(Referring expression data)
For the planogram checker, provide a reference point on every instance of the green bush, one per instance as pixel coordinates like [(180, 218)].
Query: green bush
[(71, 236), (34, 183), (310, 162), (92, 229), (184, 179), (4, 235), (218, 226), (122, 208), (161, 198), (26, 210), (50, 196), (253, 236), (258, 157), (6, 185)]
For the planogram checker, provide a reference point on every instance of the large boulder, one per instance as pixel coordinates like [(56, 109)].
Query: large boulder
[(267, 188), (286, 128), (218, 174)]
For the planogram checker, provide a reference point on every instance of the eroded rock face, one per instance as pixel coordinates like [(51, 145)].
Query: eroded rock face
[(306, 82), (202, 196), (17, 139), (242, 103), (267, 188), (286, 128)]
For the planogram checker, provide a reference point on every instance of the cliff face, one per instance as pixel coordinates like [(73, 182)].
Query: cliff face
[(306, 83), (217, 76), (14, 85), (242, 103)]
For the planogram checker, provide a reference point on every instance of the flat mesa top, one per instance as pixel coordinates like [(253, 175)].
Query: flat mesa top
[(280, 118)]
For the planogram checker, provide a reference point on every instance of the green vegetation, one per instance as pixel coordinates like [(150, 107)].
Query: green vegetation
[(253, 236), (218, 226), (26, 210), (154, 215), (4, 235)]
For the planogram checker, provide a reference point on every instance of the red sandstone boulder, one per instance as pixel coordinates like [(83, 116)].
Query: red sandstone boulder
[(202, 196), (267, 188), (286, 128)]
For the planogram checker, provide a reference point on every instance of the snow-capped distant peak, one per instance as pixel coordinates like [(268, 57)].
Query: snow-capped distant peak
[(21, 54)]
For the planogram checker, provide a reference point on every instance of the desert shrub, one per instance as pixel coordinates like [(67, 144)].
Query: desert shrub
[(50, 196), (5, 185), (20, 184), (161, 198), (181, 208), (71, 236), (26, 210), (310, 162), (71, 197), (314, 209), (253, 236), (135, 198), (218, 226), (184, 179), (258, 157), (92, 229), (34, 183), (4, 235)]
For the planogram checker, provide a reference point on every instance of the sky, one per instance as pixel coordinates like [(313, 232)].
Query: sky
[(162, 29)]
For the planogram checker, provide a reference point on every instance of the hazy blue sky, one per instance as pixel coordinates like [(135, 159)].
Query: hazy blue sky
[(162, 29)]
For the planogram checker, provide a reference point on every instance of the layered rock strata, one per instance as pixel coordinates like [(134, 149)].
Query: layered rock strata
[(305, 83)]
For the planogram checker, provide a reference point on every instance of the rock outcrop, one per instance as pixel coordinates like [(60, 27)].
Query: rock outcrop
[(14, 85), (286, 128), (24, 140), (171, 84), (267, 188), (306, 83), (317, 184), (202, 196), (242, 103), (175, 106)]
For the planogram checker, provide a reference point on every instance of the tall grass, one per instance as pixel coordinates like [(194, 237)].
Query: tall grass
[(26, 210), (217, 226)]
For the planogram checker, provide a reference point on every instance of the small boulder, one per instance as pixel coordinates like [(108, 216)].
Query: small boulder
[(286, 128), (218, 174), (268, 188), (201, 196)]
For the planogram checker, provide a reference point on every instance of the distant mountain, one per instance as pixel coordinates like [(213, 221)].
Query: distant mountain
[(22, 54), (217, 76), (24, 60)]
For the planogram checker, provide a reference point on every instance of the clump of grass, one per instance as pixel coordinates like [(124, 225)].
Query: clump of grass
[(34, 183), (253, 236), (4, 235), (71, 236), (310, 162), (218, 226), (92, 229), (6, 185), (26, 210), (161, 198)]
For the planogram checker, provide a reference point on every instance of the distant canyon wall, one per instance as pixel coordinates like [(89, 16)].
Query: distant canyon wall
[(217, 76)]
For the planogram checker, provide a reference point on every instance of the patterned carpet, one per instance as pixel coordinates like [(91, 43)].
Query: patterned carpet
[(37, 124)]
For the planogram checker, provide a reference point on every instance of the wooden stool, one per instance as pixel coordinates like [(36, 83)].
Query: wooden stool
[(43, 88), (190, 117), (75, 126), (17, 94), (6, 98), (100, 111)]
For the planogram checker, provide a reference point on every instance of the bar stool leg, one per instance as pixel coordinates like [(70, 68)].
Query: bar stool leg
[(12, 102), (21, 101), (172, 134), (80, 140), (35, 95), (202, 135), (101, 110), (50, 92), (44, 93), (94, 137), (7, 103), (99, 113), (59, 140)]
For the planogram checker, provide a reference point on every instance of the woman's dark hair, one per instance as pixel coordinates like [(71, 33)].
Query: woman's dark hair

> [What you are asked to do]
Since only the total is wanted, work out how many lines of the data above contain "dark" and state it alone.

> [Task output]
2